Stored records:
:::::
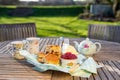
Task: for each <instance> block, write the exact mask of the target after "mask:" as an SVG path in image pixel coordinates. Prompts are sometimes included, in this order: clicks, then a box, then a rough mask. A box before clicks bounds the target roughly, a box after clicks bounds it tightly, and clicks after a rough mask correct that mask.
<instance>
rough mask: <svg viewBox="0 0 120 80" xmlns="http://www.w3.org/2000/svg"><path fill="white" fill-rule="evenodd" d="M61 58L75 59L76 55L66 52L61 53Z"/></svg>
mask: <svg viewBox="0 0 120 80" xmlns="http://www.w3.org/2000/svg"><path fill="white" fill-rule="evenodd" d="M61 58H63V59H77V56H76V55H75V54H72V53H71V52H66V53H65V54H63V55H61Z"/></svg>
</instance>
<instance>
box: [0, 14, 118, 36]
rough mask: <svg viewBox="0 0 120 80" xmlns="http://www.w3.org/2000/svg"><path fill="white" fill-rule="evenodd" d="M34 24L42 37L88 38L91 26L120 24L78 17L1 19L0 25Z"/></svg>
mask: <svg viewBox="0 0 120 80" xmlns="http://www.w3.org/2000/svg"><path fill="white" fill-rule="evenodd" d="M26 22H34V23H35V24H36V26H37V34H38V36H42V37H60V36H64V37H86V36H87V31H88V25H89V24H91V23H92V24H112V25H118V24H120V22H115V23H111V22H98V21H90V20H80V19H79V20H78V19H77V17H70V16H69V17H68V16H67V17H60V16H56V17H55V16H54V17H52V16H51V17H26V18H25V17H23V18H20V17H1V19H0V23H1V24H6V23H26Z"/></svg>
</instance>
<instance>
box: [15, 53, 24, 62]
mask: <svg viewBox="0 0 120 80" xmlns="http://www.w3.org/2000/svg"><path fill="white" fill-rule="evenodd" d="M13 56H14V58H15V59H18V60H23V59H25V57H23V56H22V55H20V53H19V52H18V51H16V53H15V54H14V55H13Z"/></svg>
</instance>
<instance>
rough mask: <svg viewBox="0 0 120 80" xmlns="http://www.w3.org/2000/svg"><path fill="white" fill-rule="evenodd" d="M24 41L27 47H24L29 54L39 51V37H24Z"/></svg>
mask: <svg viewBox="0 0 120 80" xmlns="http://www.w3.org/2000/svg"><path fill="white" fill-rule="evenodd" d="M25 42H26V43H27V48H26V50H27V51H29V52H30V53H31V54H38V53H39V44H40V38H37V37H29V38H26V40H25Z"/></svg>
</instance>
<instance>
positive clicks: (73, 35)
mask: <svg viewBox="0 0 120 80" xmlns="http://www.w3.org/2000/svg"><path fill="white" fill-rule="evenodd" d="M27 22H34V23H35V24H36V27H37V35H38V36H41V37H60V36H64V37H87V34H88V25H89V24H112V25H120V0H0V24H14V23H27Z"/></svg>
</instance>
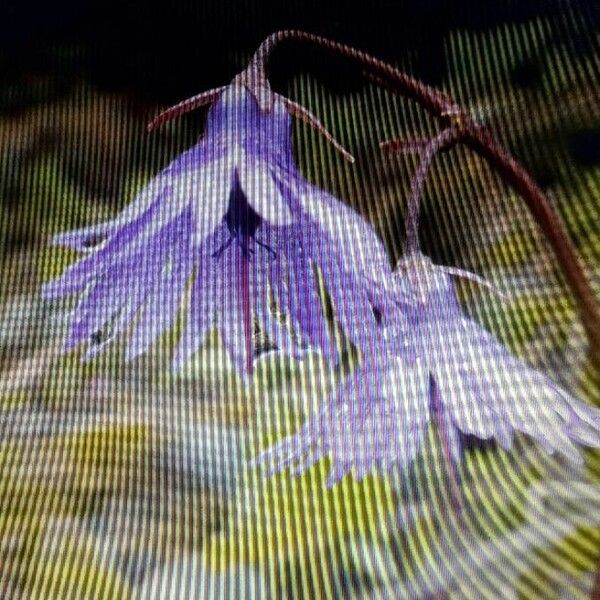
:::::
You need to restate all of the entries above exactly and leave the pictures behind.

Task: for each <instance> block, write the exact mask of the target after "mask:" as an SVG path in image pixel coordinates. Prompts are sometimes included, in this order: clicks, then a box, then a rough mask. A box before clicks bounds the target roughly, a box after clicks bounds it tightly, and clicks after a rough mask correct that mask.
<instance>
rough mask: <svg viewBox="0 0 120 80" xmlns="http://www.w3.org/2000/svg"><path fill="white" fill-rule="evenodd" d="M61 58L75 59L76 55L66 52L61 53Z"/></svg>
mask: <svg viewBox="0 0 120 80" xmlns="http://www.w3.org/2000/svg"><path fill="white" fill-rule="evenodd" d="M61 58H63V59H77V56H76V55H75V54H72V53H71V52H66V53H65V54H63V55H61Z"/></svg>
</instance>
<instance>
box: [0, 14, 118, 36]
rough mask: <svg viewBox="0 0 120 80" xmlns="http://www.w3.org/2000/svg"><path fill="white" fill-rule="evenodd" d="M34 24L42 37L88 38L91 26L120 24L78 17L1 19L0 25Z"/></svg>
mask: <svg viewBox="0 0 120 80" xmlns="http://www.w3.org/2000/svg"><path fill="white" fill-rule="evenodd" d="M26 22H34V23H35V24H36V26H37V34H38V36H42V37H60V36H64V37H86V36H87V31H88V25H89V24H91V23H92V24H112V25H118V24H120V22H115V23H111V22H98V21H90V20H80V19H79V20H78V19H77V17H70V16H69V17H68V16H67V17H60V16H56V17H55V16H54V17H52V16H51V17H26V18H25V17H23V18H20V17H1V19H0V23H1V24H6V23H26Z"/></svg>
</instance>
<instance>
box: [15, 53, 24, 62]
mask: <svg viewBox="0 0 120 80" xmlns="http://www.w3.org/2000/svg"><path fill="white" fill-rule="evenodd" d="M13 56H14V58H15V59H18V60H23V59H25V57H23V56H22V55H20V53H19V52H18V51H16V53H15V54H14V55H13Z"/></svg>
</instance>
<instance>
rough mask: <svg viewBox="0 0 120 80" xmlns="http://www.w3.org/2000/svg"><path fill="white" fill-rule="evenodd" d="M24 41L27 47H24L29 54L39 51V37H24Z"/></svg>
mask: <svg viewBox="0 0 120 80" xmlns="http://www.w3.org/2000/svg"><path fill="white" fill-rule="evenodd" d="M25 42H26V43H27V48H26V50H27V51H29V52H30V53H31V54H38V53H39V44H40V38H37V37H29V38H26V40H25Z"/></svg>
</instance>
<instance>
positive clicks: (73, 35)
mask: <svg viewBox="0 0 120 80" xmlns="http://www.w3.org/2000/svg"><path fill="white" fill-rule="evenodd" d="M27 22H34V23H35V24H36V27H37V35H38V36H41V37H60V36H64V37H87V34H88V25H89V24H112V25H120V0H0V24H14V23H27Z"/></svg>
</instance>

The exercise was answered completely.